▶ **Problem description**:
Transcribe each line of the records below exactly, excluding any embedded images.

↓

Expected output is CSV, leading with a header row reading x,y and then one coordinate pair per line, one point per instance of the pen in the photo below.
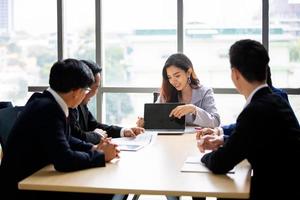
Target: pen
x,y
198,128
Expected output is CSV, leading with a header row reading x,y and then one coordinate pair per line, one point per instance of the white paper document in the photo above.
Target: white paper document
x,y
194,164
133,143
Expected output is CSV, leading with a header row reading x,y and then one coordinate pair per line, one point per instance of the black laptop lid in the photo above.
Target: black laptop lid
x,y
156,116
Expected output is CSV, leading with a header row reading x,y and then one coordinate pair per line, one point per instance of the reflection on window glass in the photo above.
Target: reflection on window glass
x,y
211,27
124,109
28,46
285,42
79,39
138,36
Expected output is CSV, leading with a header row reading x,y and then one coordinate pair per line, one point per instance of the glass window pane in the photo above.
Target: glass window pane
x,y
28,46
211,27
138,36
285,42
79,38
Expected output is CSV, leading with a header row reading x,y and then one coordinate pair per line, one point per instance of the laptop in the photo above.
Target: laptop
x,y
156,119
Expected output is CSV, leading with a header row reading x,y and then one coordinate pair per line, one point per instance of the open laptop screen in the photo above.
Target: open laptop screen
x,y
156,116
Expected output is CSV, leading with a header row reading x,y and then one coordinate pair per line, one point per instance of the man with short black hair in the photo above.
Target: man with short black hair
x,y
84,125
267,131
41,135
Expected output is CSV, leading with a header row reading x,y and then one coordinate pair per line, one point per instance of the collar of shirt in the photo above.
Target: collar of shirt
x,y
253,92
60,101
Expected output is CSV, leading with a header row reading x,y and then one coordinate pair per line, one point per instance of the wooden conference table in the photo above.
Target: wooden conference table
x,y
154,170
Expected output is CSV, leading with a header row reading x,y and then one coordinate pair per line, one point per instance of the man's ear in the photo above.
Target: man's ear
x,y
235,73
76,92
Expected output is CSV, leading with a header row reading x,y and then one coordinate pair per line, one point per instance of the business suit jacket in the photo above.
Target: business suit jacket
x,y
206,111
83,127
39,137
267,134
228,129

↑

▶ **Written response**:
Expected output is CSV, leading with a header row reading x,y and then one coordinate pair per line, one point per instance of the pen in the photo below.
Target: pen
x,y
198,128
Expected output is CSV, leading with a header row reading x,y and then one coordinate pair per line, one point per instance of the white paper document in the photo above.
Target: white paper document
x,y
194,164
133,143
Expected output is CSV, leading with a header row reading x,y and then one coordinate pair per line, one point per instance of the black laptop lid in the photo above.
Target: black laptop lid
x,y
156,116
Expected output is CSV, leading with a header row reading x,y and then one coordinate pair per line, one point per instance of the reflection on window glass in the photo above.
Target: reflection on window glass
x,y
211,27
124,109
28,46
285,42
79,39
138,36
Expected output is CSV, leading with a header row reading x,y and then one coordinate pair per line, one point per instance of the glass window pane in the photo above.
Target: glass window pane
x,y
28,46
211,27
138,36
285,42
79,38
Expected output is CSV, leading with a header row reading x,y and then one coordinate pair per line, one point per instance of the laptop in the photo above.
Target: laptop
x,y
156,119
Expected output is CSV, leading with a header row reading x,y and then one coordinate pair per line, one point per instance of the open laptop screen in the photo above.
Target: open laptop screen
x,y
156,116
Expected output is CSV, leading with a header row reading x,y and then one coordinate pair per line, one point per instance of the man with short black hair in the photo above.
Target: man with short black hair
x,y
84,125
267,131
41,135
Expected output is CSV, leading with a header row reading x,y and then one coordinate pair per line, one point per instance of the collar of shirt in the photo above.
Target: collar of shirt
x,y
253,92
60,101
Expected output is CSV, leading with a header row reading x,y and then one coordinate pair per line, one point per instance of the wooden conference table in the photo above.
Target: wooden conference table
x,y
154,170
Expected output is CSV, leading with a header row reading x,y and then one coordinate pair per line, one point per instance of the man's ear in the photo above.
Target: man's ear
x,y
235,73
76,92
Expected output is CSV, leading with a header row reading x,y and then one coordinate pair per line, one point per instance of the business suit jacket in the photo above.
Target: business suit jacket
x,y
206,111
83,127
39,137
267,134
228,129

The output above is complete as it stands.